___ Data for this task
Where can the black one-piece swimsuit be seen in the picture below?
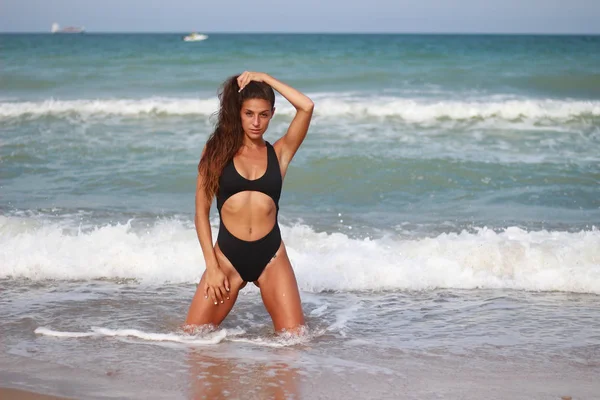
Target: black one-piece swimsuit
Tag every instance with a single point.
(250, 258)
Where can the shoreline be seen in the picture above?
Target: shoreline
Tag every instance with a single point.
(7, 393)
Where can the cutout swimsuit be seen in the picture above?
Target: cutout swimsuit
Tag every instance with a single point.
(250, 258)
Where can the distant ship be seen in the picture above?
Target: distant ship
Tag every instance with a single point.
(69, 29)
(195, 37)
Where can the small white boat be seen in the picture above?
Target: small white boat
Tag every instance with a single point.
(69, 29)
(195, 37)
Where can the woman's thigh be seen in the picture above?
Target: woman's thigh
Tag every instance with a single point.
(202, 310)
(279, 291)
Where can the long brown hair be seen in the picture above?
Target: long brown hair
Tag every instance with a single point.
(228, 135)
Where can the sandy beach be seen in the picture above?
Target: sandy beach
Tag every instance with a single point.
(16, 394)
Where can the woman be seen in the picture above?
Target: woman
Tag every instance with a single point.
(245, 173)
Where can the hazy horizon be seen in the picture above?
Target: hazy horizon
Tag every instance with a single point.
______
_What is needed:_
Rewrite all of the records above with "Tag" swapped for "Mark" and everything else unchanged. Leave the pictures out of your answer.

_Exercise answer:_
Where can the black one-piece swimsuit be seen in the picture below?
Target: black one-piece swimsuit
Mark every instance with a single point.
(250, 258)
Where can the shoreline be seen in the picture above?
Target: shoreline
Mark every instance with a single point.
(7, 393)
Where can the cutout swimsuit be seen in the picture above?
Target: cutout swimsuit
Mark every instance with a single point.
(250, 258)
Where can the distant ship be seen in the picture above?
Target: distant ship
Mark every instance with a single point.
(69, 29)
(195, 37)
Where can the small white boat be seen in the picture above?
Target: small white boat
Mark every instance with a single point.
(69, 29)
(195, 37)
Where can the woman's thigh be seen in the picture above?
Target: woman's thigh
Mark every instance with a single point.
(202, 310)
(279, 291)
Where can the long brown hair be seen in the picture above?
Target: long brown hair
Mark every instance with a single point.
(228, 135)
Where can the sandy beach be seen in the picture above?
Target: sandy beach
Mark every instance with a single point.
(16, 394)
Where can the woman be seen in the picture above?
Target: woman
Mark every instance with a single point.
(245, 173)
Where can the hazy horizon be seen in the picture above?
Target: hazy horizon
Mark every instance with a single point.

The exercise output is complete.